## Goal
Rewrite every one of the items below, swapping "target class" for "object label" wherever it occurs and keeping everything else the same.

## Data for this task
start

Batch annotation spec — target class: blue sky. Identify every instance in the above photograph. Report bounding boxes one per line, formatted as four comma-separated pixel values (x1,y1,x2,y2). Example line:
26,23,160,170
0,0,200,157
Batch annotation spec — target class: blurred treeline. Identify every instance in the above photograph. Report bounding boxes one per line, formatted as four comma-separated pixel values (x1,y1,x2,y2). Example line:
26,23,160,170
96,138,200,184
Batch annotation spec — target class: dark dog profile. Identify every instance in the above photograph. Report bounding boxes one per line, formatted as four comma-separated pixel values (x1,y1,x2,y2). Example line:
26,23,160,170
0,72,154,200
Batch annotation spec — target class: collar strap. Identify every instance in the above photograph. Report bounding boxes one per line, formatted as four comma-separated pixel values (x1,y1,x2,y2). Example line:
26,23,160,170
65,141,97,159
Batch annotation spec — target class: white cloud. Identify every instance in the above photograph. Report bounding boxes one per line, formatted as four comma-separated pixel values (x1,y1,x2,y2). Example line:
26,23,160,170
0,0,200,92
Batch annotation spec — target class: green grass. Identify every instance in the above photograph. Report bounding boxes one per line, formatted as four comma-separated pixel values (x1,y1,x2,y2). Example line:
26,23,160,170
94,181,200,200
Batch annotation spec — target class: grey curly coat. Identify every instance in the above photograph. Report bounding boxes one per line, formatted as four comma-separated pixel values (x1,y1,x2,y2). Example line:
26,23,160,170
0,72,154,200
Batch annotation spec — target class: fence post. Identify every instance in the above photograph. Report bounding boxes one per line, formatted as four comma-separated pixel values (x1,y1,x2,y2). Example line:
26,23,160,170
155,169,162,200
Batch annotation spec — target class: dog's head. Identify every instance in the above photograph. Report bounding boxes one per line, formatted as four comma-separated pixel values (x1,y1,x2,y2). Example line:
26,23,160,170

end

## Solution to this task
Batch annotation spec — object label: blue sky. Identify every instance in the above photograph. Report bounding boxes one per line, formatted as four comma-separated pixel values (x1,y1,x2,y2). Example line:
26,23,160,170
0,0,200,157
Batch annotation spec — object label: blurred treeline. Identify every instance in the above photograph. Report bounding boxes one per line, formatted as four comma-separated pixel values (x1,y1,x2,y2). Example line:
26,23,160,170
96,138,200,184
Batch annotation spec — object label: dark dog profile. Identify every instance in the above photograph. Report bounding boxes one per line, formatted as four comma-separated pixel values (x1,y1,x2,y2). Example line:
26,23,160,170
0,72,154,200
Batch annotation spec — object label: collar strap. Identify every instance in the above photograph. Report bounding boxes one per line, formatted as four comma-separated pixel values (x1,y1,x2,y2). Example line:
26,23,160,170
65,141,97,159
Batch annotation spec — object label: white cloud. Identify every instance in the above photograph. Report bounding boxes one per line, formatted as four comma-separated pixel values (x1,y1,x2,y2). Example line:
26,23,160,170
0,0,200,92
Batch annotation spec — object label: green grass. Identify every instance in the above photograph. Report bounding boxes one per line, formatted as four comma-separated pixel values (x1,y1,x2,y2). Example line:
26,23,160,170
94,181,200,200
Batch annotation spec — object label: grey curly coat. Identify every instance in the above photograph. Report bounding boxes one per line, formatted as four comma-separated pixel values (x1,y1,x2,y2). Example line:
26,23,160,170
0,72,154,200
Batch annotation spec — object label: fence post. Identify every instance in the above photograph. Report bounding boxes one per line, formatted as four comma-separated pixel values (x1,y1,x2,y2). Example line:
26,23,160,170
155,169,162,200
Batch annotation spec — object label: dog's head. Identify every instance in the above photograph. Report bounding boxes one per line, formatted as four comma-separated pixel values (x1,y1,x2,y2). Example line:
26,23,160,170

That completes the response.